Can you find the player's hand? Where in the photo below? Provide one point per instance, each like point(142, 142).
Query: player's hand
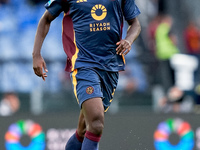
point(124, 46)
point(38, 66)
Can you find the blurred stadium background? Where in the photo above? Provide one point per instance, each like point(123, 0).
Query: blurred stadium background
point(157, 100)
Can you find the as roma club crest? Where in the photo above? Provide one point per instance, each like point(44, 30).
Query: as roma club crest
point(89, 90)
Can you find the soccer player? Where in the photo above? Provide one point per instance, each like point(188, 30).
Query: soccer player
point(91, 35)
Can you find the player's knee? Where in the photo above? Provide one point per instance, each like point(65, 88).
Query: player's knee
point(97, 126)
====
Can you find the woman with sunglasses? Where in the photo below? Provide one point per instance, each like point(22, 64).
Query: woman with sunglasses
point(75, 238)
====
> [TASK STATEMENT]
Please copy the listing word for word, starting with the line that contains "Can you find the player's knee?" and going on through the line that contains "point(97, 126)", both lines included.

> [SOLVED PROBLEM]
Can you find the player's knee? Where in the photo above? Provide one point per instance, each like point(65, 88).
Query: player's knee
point(97, 126)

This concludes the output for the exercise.